| Text excerpt |
━━━━

March 11, 2006

The Biggest Fear in Real Estate

The front page of today's Wall Street Journal reads, "Many mortgage borrowers may face financial problems or even foreclosure as adjustable-rate-mortgage payments are reset higher." Why has the WSJ used the prominent upper right-hand corner of it's front page for this message? Perhaps their aims are similar to those of the Federal Reserve, to stop the unhealthy speculative boom in the real estate market. That boom is slowing, but the question remains: Will the boom become a bust? More important, would such a bust spread to the entire economy?

The answer to the first question depends on the local market. Some markets might not see a bust, like Baltimore, Maryland, which will experience housing demand in response to recent military base realignment decisions. Others might be in for a shock, for reasons below.

First-year economics teaches us that prices drop when supply increases. It was with this in mind that David Seiders, cheif economist for the National Association of Home Builders recently said, "the biggest fear I have is investor-owned units coming back on the market in large numbers." [1] He has good reason to fear, because there's a record number of such units available to flood the market.

━━━━

| Exercise brief |
Please transcribe the part of the real estate article above between "March 11, 2006" and "for reasons below.", inclusive, keeping every word and mark unchanged.

| Dataset rows |
━━━━

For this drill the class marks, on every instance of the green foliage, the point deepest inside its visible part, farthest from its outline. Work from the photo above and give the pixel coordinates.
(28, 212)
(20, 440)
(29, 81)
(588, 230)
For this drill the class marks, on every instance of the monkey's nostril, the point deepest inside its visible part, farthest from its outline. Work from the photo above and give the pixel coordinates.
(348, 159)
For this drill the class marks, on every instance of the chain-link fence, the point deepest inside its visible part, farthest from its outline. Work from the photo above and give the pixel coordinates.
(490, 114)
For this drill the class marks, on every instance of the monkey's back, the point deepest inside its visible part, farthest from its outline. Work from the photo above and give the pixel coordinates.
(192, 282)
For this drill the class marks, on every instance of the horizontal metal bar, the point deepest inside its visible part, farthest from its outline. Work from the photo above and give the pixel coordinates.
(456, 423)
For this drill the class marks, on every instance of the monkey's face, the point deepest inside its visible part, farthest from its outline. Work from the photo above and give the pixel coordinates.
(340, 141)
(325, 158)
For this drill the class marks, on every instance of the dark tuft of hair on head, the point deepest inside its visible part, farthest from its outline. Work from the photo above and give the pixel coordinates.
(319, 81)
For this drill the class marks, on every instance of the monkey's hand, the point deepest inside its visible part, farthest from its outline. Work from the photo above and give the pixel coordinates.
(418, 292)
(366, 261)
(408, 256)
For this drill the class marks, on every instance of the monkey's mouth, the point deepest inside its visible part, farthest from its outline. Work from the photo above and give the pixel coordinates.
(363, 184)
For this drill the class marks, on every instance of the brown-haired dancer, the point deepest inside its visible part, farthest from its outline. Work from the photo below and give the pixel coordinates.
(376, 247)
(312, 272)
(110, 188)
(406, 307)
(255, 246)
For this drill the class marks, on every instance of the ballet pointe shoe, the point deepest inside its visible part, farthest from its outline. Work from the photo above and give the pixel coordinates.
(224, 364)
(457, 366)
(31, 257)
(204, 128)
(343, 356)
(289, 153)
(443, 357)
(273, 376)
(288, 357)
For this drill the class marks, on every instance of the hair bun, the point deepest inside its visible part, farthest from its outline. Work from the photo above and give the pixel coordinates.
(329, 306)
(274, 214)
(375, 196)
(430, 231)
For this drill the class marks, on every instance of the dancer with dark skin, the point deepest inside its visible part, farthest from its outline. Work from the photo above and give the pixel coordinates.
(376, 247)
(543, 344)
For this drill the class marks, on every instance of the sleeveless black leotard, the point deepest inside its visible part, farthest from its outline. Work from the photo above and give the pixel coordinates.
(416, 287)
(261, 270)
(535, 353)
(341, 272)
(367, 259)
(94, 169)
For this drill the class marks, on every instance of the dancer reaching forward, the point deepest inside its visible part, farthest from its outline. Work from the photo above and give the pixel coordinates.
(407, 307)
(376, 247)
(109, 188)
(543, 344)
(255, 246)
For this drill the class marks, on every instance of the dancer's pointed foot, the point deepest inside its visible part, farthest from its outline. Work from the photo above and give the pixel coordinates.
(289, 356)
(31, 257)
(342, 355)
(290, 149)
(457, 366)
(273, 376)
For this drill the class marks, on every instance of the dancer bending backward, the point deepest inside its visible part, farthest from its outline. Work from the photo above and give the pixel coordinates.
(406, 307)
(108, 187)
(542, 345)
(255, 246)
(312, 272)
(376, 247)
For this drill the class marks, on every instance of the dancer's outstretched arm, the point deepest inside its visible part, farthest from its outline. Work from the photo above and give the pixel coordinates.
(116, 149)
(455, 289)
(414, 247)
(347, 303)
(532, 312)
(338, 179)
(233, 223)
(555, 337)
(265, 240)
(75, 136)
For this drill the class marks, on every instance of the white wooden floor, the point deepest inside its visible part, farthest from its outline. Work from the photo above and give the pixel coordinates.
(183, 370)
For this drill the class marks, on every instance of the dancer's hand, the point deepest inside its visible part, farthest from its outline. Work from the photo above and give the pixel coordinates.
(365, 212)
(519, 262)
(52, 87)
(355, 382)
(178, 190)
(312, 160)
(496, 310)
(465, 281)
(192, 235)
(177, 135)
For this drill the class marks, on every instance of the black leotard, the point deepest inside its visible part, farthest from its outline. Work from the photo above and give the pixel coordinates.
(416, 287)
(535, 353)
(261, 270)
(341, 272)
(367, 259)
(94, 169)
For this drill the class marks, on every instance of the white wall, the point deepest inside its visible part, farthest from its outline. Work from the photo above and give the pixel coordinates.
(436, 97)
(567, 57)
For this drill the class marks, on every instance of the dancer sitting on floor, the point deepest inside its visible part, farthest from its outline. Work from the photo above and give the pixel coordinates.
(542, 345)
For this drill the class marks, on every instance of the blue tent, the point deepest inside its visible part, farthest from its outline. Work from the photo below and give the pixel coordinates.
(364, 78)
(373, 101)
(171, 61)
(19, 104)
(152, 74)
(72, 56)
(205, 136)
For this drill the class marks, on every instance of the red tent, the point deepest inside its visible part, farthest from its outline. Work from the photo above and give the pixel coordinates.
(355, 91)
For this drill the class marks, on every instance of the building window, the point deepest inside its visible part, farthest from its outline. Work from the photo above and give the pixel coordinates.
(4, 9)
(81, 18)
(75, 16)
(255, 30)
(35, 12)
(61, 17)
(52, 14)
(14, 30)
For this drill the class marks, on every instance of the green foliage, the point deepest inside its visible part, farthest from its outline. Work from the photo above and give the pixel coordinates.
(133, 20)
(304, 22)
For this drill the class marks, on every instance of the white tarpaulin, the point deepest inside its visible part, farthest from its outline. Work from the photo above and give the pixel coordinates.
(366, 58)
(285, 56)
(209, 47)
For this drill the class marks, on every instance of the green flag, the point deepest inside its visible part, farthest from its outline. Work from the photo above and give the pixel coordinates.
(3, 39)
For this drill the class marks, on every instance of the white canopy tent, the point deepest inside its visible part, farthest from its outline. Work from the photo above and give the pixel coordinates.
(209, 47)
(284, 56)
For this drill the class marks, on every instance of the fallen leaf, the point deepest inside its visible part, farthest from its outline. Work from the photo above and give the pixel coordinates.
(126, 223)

━━━━

| Output for this exercise |
March 11, 2006

The Biggest Fear in Real Estate

The front page of today's Wall Street Journal reads, "Many mortgage borrowers may face financial problems or even foreclosure as adjustable-rate-mortgage payments are reset higher." Why has the WSJ used the prominent upper right-hand corner of it's front page for this message? Perhaps their aims are similar to those of the Federal Reserve, to stop the unhealthy speculative boom in the real estate market. That boom is slowing, but the question remains: Will the boom become a bust? More important, would such a bust spread to the entire economy?

The answer to the first question depends on the local market. Some markets might not see a bust, like Baltimore, Maryland, which will experience housing demand in response to recent military base realignment decisions. Others might be in for a shock, for reasons below.